Excerpt to read
════════

I HAVE heard of a man who invariably begins his letters, whether of friendship or business, with a bulletin of the day’s weather: it rains, or it shines; it is cold or warm; and to my way of thinking it is far from certain that the custom is not commendable. It is fair to sender and receiver alike that the mental conditions under which an epistle is written should be understood; and there is no man — or no ordinary man, such as most of us have the happiness to deal with — whose thoughts and language are not more or less colored by those skyey influences the sum of which we designate by the interrogative name of weather. I say “interrogative,” because I assume, although, having no dictionary by me, I cannot verify the assumption, that the word “weather” is only a corruption or variant of the older word “whether;” the thing itself being an entity so variable and doubtful that remarks about it fall naturally, and almost of necessity, into a discussion of probabilities, in other words, of “whether.”

As to the weather here in Tucson, I could fill all my letters with it, and still leave a world of things unsaid. Its fluctuations are so constant that they tend to become monotonous; as Thoreau said of one of his Concord days, that it was so wet you might almost call it dry.

Three or four mornings ago, for example, I started early for a seven-mile tramp across the desert. I wore overcoat and woolen gloves, and needed them. It was so cool, indeed, that I left word for an extra garment to be put into the carriage that was to come out and fetch me back at noon.

That same afternoon I walked down into the valley of the Santa Cruz. The sun was blazing, and the heat intense. The few cottonwood trees scattered along the road were still leafless (I had left my umbrella at home—for the last time) and the only shelter to be found was on the northeasterly side of the telegraph poles. I believe I never before complained of such obstructions that they were not big enough; but everything comes round in its turn. My thoughts ran back to the time when a boy of my acquaintance used to trudge homeward from berry-picking excursions on burning July noons. Also I thought of that comfortable Hebrew text about the “shadow of a great rock in a weary land.” The man who wrote that might have lived in Arizona.

Finally, out of sheer desperation, I stepped into the yard of a little adobe house, and being obliged to walk almost to the door, said to the motherly-
looking woman who came forward to see what was wanted, “Excuse me, please, but I only wish to stand a few minutes in the shade of your house.” She looked surprised, as well she might. No doubt she took me for an invalid, as Arizona people say, a “lunger.” Probably, sitting indoors, and used to summer temperature in these parts, she had been thinking of the day as rather cool, not to say wintry. Wouldn’t I come in and sit awhile? She was sure I should be welcome. But I answered no; I only desired to stand a few minutes in the shade. And two or three hours afterward, within five minutes after the sun went down, — though it had been shining in at my west window, — I needed a fire.

Forty-eight hours later we had a snowfall, — the third within ten days, — the whole world white, with “storm rubbers” barely equal to the emergency; and the next morning, the snow having gone, ice was thick in a big tub of water outside my door.

════════

Things to do
A) Condense the paragraph of the Tucson weather essay that begins "Three or four mornings ago" into a short bulleted list that keeps its main facts.
B) Gather every line of the listing below that contains the string "http", matching uppercase and lowercase letters precisely.

════════

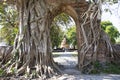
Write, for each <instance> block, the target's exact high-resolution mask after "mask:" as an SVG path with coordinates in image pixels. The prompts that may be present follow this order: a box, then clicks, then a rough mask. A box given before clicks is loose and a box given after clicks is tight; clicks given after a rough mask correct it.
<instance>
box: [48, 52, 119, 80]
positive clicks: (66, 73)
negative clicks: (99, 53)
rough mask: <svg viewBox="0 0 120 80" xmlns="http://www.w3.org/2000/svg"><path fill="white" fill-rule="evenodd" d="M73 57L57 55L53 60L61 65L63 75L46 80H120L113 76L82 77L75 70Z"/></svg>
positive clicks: (62, 53) (106, 74)
mask: <svg viewBox="0 0 120 80" xmlns="http://www.w3.org/2000/svg"><path fill="white" fill-rule="evenodd" d="M73 55H74V53H73V52H63V53H59V56H57V57H55V58H54V60H55V62H58V64H61V65H63V66H62V67H63V69H62V71H63V75H60V76H54V77H52V78H50V79H48V80H120V75H115V74H114V75H113V74H99V75H82V74H81V73H80V71H78V70H77V69H76V64H77V57H75V56H73Z"/></svg>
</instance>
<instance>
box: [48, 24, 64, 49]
mask: <svg viewBox="0 0 120 80" xmlns="http://www.w3.org/2000/svg"><path fill="white" fill-rule="evenodd" d="M63 34H64V32H62V30H61V28H60V27H59V26H58V25H57V24H52V26H51V27H50V38H51V42H52V48H53V47H55V46H56V47H58V46H59V45H60V43H61V41H62V39H63Z"/></svg>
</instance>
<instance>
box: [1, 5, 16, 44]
mask: <svg viewBox="0 0 120 80" xmlns="http://www.w3.org/2000/svg"><path fill="white" fill-rule="evenodd" d="M17 16H18V13H17V10H16V9H14V6H7V5H3V4H1V5H0V25H1V26H2V29H1V30H0V33H1V34H0V37H1V38H2V39H4V41H5V42H7V44H9V45H13V42H14V38H15V36H16V34H17V32H18V19H17Z"/></svg>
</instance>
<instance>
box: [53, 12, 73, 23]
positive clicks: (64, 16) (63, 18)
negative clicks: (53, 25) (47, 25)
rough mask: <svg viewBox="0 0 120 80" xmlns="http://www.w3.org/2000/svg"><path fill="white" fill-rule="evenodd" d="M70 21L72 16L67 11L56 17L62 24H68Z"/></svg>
mask: <svg viewBox="0 0 120 80" xmlns="http://www.w3.org/2000/svg"><path fill="white" fill-rule="evenodd" d="M70 21H71V18H70V16H69V15H67V14H65V13H61V14H59V15H57V16H56V17H55V18H54V22H56V23H58V24H62V25H67V24H69V23H70Z"/></svg>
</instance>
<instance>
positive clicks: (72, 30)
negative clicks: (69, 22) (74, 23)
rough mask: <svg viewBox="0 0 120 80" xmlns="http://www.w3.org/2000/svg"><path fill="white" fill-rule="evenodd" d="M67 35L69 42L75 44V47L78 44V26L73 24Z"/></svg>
mask: <svg viewBox="0 0 120 80" xmlns="http://www.w3.org/2000/svg"><path fill="white" fill-rule="evenodd" d="M66 36H67V39H68V42H69V44H70V45H71V44H72V45H73V46H74V48H75V45H76V44H77V38H76V27H75V26H72V27H70V28H69V29H68V30H67V31H66Z"/></svg>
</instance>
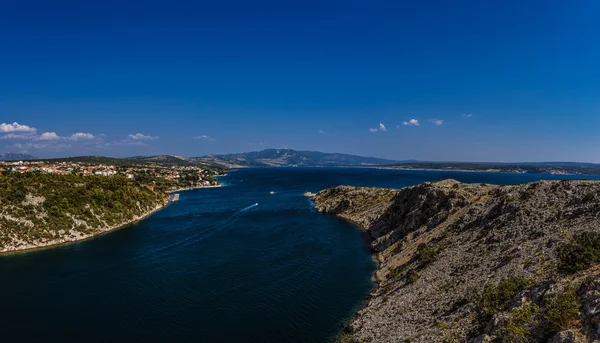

════════

Answers by item
A)
- Three or four mornings earlier, the writer set out early on a seven-mile walk across the desert.
- An overcoat and woolen gloves were worn and needed.
- It was cool enough that the writer left word for an extra garment to be put in the carriage coming at noon to bring the writer back.

B)
rough mask: <svg viewBox="0 0 120 80" xmlns="http://www.w3.org/2000/svg"><path fill="white" fill-rule="evenodd" d="M73 57L57 55L53 60L61 65L63 75L46 80H120L113 76L82 77L75 70Z"/></svg>
mask: <svg viewBox="0 0 120 80" xmlns="http://www.w3.org/2000/svg"><path fill="white" fill-rule="evenodd" d="M73 55H74V53H73V52H63V53H59V56H57V57H55V58H54V60H55V62H58V64H61V65H63V66H62V67H63V69H62V71H63V75H60V76H54V77H52V78H50V79H48V80H120V75H115V74H114V75H113V74H99V75H82V74H81V73H80V71H78V70H77V69H76V64H77V57H75V56H73Z"/></svg>
mask: <svg viewBox="0 0 120 80" xmlns="http://www.w3.org/2000/svg"><path fill="white" fill-rule="evenodd" d="M63 34H64V32H62V30H61V28H60V27H59V26H58V25H57V24H52V26H51V27H50V38H51V42H52V48H53V47H55V46H56V47H58V46H59V45H60V43H61V41H62V39H63Z"/></svg>
mask: <svg viewBox="0 0 120 80" xmlns="http://www.w3.org/2000/svg"><path fill="white" fill-rule="evenodd" d="M17 16H18V13H17V10H16V9H14V6H7V5H3V4H1V5H0V25H1V26H2V29H1V30H0V33H1V34H0V37H1V38H2V39H4V41H5V42H7V44H9V45H13V42H14V38H15V36H16V34H17V32H18V19H17Z"/></svg>
rough mask: <svg viewBox="0 0 120 80" xmlns="http://www.w3.org/2000/svg"><path fill="white" fill-rule="evenodd" d="M70 21L72 16L67 11L56 17L62 24H68Z"/></svg>
mask: <svg viewBox="0 0 120 80" xmlns="http://www.w3.org/2000/svg"><path fill="white" fill-rule="evenodd" d="M70 21H71V18H70V16H69V15H67V14H65V13H61V14H59V15H57V16H56V17H55V18H54V22H56V23H58V24H62V25H67V24H69V23H70Z"/></svg>
rough mask: <svg viewBox="0 0 120 80" xmlns="http://www.w3.org/2000/svg"><path fill="white" fill-rule="evenodd" d="M67 35L69 42L75 44V47L78 44V26L73 24Z"/></svg>
mask: <svg viewBox="0 0 120 80" xmlns="http://www.w3.org/2000/svg"><path fill="white" fill-rule="evenodd" d="M66 36H67V39H68V42H69V44H70V45H71V44H72V45H73V46H74V48H75V45H76V44H77V38H76V27H75V26H72V27H70V28H69V29H68V30H67V31H66Z"/></svg>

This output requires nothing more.